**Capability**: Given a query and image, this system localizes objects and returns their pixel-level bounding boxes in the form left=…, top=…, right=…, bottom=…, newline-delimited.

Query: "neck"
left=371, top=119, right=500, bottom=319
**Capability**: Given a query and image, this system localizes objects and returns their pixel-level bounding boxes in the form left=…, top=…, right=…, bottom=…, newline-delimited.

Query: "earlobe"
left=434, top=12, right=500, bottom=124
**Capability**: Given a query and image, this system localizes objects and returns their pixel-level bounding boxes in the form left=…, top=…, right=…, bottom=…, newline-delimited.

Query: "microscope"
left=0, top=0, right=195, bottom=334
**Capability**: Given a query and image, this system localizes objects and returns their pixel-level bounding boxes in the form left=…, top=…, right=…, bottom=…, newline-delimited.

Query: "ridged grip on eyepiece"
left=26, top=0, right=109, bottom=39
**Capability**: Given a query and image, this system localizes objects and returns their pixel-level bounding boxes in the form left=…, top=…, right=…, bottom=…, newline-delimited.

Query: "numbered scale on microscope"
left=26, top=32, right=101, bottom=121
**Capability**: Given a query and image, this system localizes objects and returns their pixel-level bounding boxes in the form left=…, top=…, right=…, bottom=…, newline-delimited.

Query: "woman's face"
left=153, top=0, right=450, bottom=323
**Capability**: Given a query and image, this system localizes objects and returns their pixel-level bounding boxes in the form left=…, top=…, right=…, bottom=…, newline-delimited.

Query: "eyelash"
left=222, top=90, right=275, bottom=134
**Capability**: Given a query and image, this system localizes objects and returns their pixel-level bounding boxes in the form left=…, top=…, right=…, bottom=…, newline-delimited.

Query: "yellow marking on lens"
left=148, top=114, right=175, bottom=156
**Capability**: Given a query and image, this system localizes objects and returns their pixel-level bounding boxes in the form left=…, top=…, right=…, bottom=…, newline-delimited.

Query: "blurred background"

——————

DIRECTION: Gather every line from the entries above that contains the word "microscope", and list those lines.

FULL SOLUTION:
Query: "microscope"
Query: "numbered scale on microscope"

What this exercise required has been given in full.